Do this >> Reproduce the part of the records below that opens with the line containing "point_to MUST place one pin on each instance of the distant" and runs through the end of the records, requests included, adding -116 to every x and y coordinate in the answers. Leave the pictures out.

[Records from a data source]
· · ·
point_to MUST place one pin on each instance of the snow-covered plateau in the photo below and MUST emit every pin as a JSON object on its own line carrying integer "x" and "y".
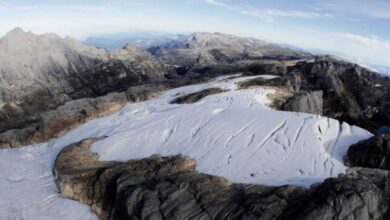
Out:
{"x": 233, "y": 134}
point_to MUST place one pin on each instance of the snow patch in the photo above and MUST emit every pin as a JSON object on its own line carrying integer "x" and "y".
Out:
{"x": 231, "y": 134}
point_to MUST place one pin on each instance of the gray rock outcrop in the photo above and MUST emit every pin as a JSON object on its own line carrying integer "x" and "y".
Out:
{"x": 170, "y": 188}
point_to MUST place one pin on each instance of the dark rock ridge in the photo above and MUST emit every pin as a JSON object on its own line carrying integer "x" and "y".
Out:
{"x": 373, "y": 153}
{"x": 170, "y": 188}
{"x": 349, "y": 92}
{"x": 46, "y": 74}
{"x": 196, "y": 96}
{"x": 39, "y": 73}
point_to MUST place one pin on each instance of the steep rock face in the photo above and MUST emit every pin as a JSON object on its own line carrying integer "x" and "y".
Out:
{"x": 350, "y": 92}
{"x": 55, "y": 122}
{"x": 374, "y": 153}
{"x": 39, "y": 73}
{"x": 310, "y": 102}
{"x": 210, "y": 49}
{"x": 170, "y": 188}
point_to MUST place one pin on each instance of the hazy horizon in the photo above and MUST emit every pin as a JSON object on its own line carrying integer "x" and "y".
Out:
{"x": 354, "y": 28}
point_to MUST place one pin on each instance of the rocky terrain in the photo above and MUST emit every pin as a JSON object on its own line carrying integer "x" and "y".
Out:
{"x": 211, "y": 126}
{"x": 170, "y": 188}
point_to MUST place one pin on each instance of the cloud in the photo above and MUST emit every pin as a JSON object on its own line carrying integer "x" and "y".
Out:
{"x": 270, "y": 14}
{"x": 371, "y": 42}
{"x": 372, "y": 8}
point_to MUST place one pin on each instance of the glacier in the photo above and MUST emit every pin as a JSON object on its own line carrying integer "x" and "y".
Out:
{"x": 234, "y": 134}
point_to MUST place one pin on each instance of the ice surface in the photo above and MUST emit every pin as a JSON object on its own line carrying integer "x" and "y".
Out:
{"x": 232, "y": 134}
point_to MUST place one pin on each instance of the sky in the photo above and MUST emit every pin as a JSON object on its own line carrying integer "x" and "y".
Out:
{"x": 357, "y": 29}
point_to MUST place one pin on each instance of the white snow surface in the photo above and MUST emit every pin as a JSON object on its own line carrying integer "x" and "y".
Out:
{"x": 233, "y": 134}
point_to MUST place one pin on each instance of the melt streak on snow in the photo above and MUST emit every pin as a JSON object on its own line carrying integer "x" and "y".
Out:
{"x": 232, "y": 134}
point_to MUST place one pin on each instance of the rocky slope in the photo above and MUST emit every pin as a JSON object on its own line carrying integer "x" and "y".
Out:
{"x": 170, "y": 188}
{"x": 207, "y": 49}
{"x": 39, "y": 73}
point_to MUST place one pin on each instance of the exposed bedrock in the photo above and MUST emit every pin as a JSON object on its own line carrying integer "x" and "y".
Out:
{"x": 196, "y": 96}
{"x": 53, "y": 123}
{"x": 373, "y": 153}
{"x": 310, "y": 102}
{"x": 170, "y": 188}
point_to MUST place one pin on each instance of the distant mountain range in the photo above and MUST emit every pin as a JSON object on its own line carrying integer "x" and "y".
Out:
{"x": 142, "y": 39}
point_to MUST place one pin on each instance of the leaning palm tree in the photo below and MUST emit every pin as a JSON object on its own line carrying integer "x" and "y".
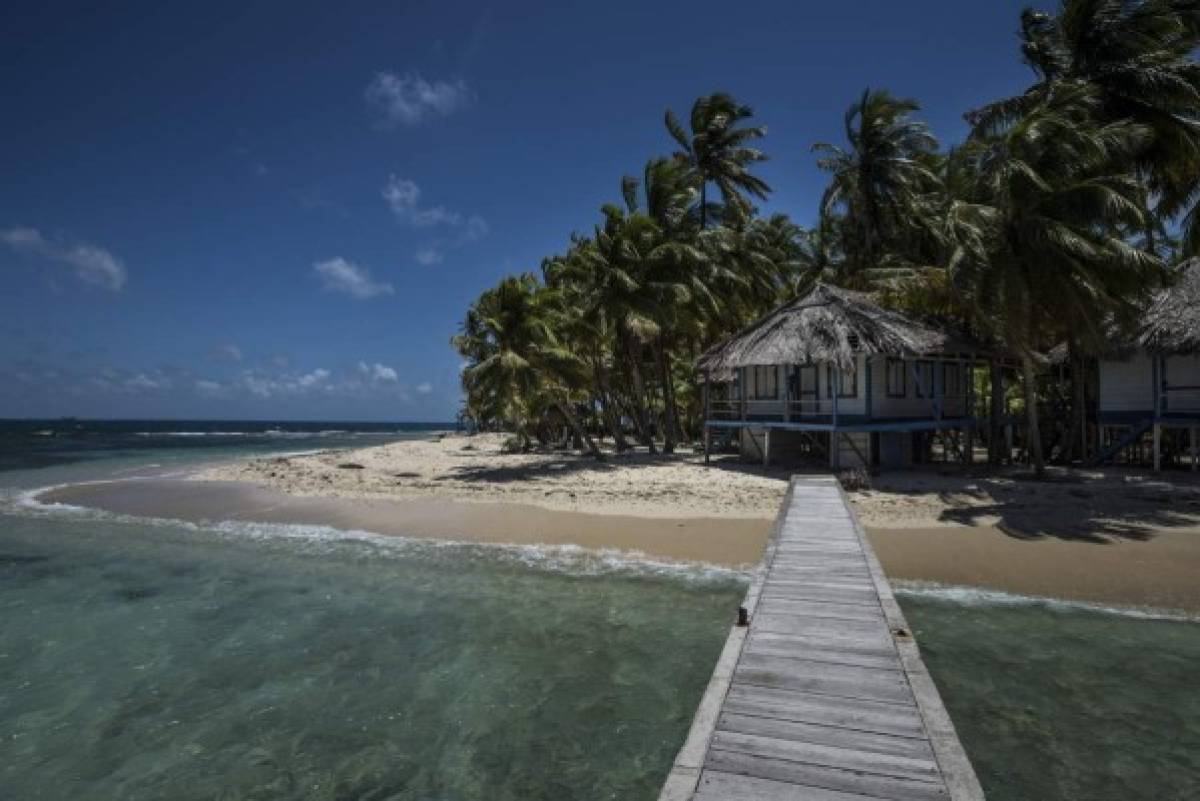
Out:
· · ·
Correct output >>
point_to MUST place one pin on each instance of the distant mountain range in the photo above and MUST emit every pin as a JSON object on its own line carrying integer "x" and "y".
Out:
{"x": 26, "y": -77}
point_to MUST place one pin on each instance of the leaning palm tree in the photo below and MUST emit every pin as a JSON object on its own line carrying integer "x" and "y".
Out:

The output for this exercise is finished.